* _Exercise description_
How many lines in the records below contain "target"? Reply with the number only.

[Natural language region descriptions]
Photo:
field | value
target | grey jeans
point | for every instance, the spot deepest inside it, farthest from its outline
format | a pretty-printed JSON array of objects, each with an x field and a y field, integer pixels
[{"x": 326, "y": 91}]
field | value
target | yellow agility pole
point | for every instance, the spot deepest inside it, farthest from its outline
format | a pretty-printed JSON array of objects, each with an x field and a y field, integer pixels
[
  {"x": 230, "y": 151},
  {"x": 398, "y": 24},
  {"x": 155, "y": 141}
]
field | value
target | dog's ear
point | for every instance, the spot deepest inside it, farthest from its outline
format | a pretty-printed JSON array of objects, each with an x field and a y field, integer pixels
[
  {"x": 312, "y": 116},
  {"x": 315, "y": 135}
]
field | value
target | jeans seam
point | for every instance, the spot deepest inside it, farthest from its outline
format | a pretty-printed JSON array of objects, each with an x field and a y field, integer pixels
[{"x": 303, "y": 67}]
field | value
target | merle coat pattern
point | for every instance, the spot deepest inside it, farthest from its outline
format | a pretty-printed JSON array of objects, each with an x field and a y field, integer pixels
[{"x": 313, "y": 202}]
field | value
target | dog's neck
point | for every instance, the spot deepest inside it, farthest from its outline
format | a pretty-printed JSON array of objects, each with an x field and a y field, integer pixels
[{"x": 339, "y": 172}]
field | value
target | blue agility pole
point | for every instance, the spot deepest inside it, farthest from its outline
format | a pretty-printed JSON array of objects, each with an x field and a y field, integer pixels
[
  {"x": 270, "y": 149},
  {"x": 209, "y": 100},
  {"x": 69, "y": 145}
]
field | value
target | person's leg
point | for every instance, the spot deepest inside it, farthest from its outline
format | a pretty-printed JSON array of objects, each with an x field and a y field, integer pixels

* _Answer space_
8